**Natural-language object grounding data:**
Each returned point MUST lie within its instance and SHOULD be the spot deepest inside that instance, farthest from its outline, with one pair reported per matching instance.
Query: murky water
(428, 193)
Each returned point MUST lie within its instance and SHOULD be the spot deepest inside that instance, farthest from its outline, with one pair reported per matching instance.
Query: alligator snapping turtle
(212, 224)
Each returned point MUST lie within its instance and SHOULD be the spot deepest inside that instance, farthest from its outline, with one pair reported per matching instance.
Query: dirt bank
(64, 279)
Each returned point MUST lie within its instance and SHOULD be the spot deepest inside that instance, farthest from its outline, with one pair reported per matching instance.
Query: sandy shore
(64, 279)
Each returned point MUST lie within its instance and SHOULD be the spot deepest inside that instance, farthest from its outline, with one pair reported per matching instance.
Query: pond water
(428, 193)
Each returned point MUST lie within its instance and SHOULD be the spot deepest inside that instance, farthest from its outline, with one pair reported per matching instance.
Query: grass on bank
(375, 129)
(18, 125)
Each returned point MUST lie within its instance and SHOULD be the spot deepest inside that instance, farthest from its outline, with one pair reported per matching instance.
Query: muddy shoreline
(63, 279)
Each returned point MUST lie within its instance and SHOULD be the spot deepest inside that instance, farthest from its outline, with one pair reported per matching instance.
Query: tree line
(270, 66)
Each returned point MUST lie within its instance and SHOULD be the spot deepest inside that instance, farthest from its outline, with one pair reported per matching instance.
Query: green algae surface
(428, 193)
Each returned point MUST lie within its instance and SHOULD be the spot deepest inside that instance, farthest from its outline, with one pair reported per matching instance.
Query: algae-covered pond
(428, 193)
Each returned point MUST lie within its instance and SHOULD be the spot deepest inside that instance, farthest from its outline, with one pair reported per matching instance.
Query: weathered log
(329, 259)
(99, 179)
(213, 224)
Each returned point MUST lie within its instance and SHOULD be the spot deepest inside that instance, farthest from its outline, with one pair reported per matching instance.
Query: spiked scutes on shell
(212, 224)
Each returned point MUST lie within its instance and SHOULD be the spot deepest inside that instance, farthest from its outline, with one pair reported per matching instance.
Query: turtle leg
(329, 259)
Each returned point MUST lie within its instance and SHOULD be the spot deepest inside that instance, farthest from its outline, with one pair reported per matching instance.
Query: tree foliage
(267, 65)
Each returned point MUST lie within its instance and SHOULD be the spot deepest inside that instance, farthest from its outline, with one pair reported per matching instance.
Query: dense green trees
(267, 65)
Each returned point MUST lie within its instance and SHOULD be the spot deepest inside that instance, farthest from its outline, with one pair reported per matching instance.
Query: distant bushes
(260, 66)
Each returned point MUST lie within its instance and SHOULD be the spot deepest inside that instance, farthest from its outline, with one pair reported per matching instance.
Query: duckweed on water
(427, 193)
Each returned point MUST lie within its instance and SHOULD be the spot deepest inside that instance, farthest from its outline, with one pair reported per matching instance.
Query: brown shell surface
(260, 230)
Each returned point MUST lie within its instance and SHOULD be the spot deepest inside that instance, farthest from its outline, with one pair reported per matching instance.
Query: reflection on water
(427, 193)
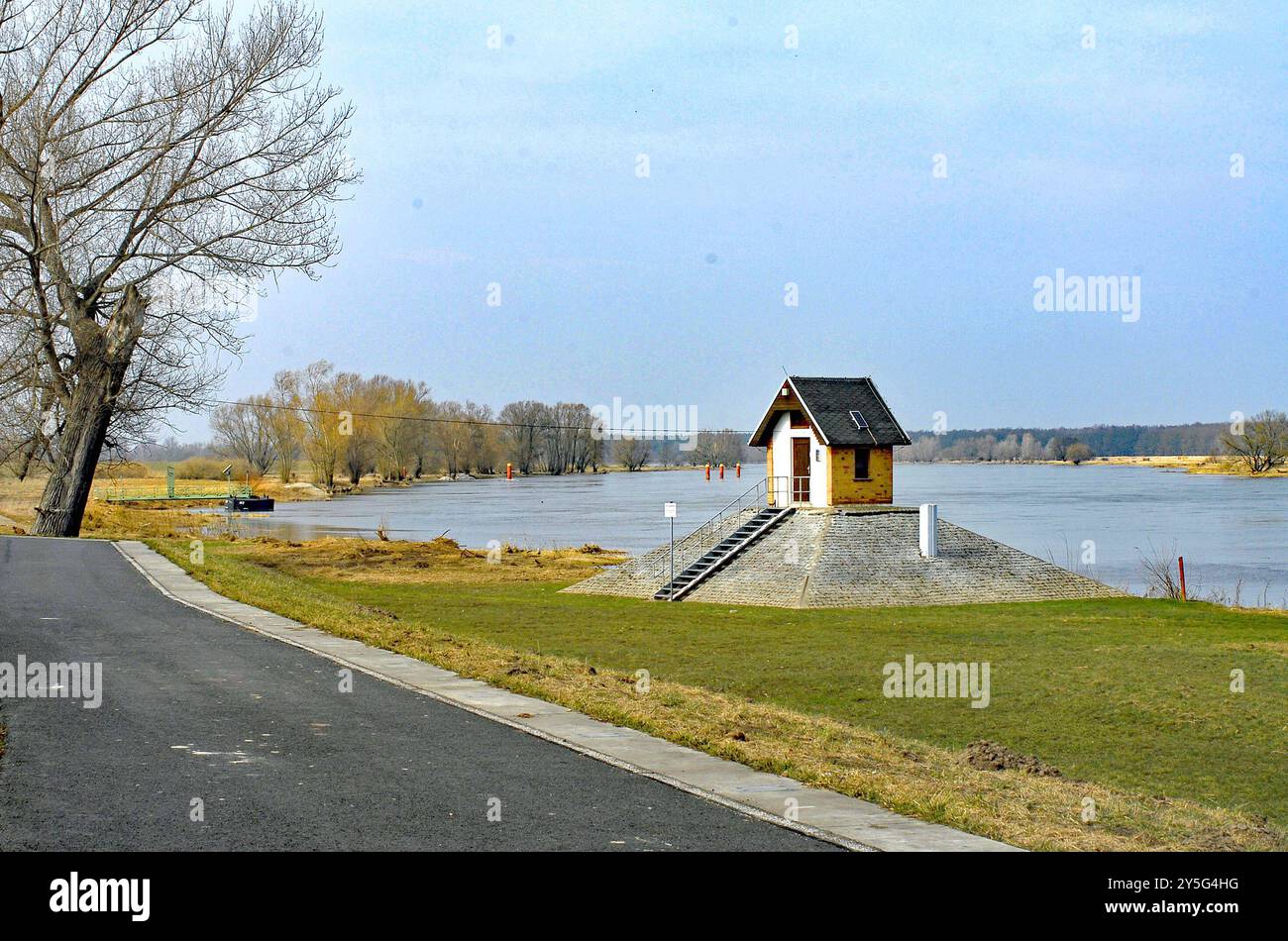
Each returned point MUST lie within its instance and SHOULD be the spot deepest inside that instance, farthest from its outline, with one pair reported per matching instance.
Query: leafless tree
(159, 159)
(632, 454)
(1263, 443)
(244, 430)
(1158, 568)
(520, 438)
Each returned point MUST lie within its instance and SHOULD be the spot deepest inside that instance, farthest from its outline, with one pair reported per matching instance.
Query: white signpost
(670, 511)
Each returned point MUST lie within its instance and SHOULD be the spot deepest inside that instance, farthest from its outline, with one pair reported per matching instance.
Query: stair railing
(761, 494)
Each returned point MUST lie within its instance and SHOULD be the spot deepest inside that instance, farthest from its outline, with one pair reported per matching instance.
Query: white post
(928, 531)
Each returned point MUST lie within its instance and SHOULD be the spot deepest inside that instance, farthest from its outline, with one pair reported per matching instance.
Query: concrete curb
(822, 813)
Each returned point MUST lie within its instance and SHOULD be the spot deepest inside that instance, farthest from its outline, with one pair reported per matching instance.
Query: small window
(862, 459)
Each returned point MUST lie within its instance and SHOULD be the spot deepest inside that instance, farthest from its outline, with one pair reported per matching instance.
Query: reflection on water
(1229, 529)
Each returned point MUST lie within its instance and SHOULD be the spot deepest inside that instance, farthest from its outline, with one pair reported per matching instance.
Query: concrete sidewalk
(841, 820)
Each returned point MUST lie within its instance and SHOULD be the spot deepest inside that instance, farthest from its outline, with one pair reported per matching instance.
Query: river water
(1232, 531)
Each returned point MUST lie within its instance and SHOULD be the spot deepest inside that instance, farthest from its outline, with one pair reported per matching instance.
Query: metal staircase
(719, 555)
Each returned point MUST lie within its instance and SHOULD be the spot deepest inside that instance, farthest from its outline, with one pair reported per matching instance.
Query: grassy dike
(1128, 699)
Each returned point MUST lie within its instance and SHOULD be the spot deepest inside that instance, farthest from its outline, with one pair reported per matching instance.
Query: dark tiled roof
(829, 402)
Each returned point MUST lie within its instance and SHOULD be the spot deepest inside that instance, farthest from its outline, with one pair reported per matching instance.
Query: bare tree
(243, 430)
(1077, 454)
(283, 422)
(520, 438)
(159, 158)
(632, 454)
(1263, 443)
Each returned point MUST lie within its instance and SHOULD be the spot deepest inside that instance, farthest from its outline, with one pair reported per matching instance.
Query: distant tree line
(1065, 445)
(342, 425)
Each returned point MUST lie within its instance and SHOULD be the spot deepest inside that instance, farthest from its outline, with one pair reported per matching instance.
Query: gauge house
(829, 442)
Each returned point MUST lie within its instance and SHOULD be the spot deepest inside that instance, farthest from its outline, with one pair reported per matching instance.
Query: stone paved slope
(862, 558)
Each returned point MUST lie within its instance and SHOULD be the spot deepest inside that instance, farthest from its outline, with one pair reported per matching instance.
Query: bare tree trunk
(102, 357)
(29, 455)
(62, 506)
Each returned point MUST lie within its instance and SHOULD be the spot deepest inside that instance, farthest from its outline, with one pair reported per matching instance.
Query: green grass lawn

--

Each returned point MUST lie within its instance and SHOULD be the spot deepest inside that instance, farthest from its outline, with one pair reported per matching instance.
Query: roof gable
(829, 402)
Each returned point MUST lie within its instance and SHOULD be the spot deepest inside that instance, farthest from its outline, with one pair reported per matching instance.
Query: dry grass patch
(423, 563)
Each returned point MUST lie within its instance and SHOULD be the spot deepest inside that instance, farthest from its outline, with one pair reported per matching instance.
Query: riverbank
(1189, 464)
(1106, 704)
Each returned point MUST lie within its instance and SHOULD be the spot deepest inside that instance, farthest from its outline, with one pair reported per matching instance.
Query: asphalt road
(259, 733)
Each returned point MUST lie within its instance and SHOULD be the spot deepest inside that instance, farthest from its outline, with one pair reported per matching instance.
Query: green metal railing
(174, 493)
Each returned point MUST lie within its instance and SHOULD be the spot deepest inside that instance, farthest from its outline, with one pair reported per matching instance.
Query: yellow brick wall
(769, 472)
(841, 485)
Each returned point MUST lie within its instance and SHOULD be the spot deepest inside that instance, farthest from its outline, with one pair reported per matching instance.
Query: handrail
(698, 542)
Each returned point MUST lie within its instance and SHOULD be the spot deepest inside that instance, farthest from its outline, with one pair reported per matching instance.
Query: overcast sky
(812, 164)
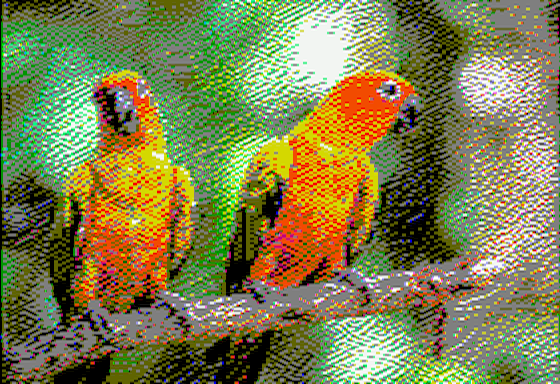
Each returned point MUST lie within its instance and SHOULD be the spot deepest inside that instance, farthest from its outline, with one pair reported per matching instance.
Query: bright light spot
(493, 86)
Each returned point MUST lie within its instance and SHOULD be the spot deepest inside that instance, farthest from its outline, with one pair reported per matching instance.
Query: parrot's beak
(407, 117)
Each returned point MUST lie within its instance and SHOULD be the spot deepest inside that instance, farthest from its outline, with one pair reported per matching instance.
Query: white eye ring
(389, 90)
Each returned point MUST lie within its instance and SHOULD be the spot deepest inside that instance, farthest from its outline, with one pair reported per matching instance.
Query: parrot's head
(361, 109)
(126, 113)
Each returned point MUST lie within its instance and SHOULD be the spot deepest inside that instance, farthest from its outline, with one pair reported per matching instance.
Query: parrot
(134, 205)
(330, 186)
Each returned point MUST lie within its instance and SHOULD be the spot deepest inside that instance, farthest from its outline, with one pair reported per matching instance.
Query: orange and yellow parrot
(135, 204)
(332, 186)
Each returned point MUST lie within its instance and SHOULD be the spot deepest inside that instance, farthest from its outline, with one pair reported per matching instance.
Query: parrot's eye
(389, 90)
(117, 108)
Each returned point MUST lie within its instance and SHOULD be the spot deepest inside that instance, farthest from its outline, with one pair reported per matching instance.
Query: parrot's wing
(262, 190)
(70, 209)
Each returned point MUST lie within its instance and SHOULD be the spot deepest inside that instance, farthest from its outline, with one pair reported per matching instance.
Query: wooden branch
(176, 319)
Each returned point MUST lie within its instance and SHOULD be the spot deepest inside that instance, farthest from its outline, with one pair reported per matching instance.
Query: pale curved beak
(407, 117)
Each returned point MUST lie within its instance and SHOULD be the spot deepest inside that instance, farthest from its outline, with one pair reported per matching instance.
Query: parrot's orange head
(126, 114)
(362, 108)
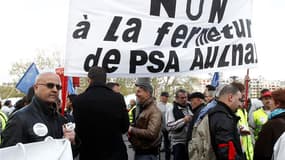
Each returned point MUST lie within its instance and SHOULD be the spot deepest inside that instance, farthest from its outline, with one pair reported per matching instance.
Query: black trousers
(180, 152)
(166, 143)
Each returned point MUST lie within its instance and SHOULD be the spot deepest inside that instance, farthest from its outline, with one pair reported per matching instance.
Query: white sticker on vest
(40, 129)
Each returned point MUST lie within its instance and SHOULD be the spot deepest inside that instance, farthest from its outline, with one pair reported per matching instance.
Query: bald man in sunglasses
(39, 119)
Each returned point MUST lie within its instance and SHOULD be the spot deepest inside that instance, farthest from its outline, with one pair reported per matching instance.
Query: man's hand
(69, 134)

**Activity:**
Copy the stretch of the records above that runs from the line with "Query: stone paved slope" through the line with "Query: green grass lawn". Both end lines belong in the copy, and nothing else does.

**Answer to this task:**
Query: stone paved slope
(862, 558)
Each returned point MUST lie within its instance and SHOULD be the spot deepest inside that instance, farthest from its outline, with one pair reported per matching instance.
Query: bare tree trunk
(102, 357)
(29, 455)
(62, 506)
Each returned point MUST lie within its instance and SHOULD be the spot deepest inside that instance, farthest from its outline, with one pair reported per matching instance.
Query: green grass lawn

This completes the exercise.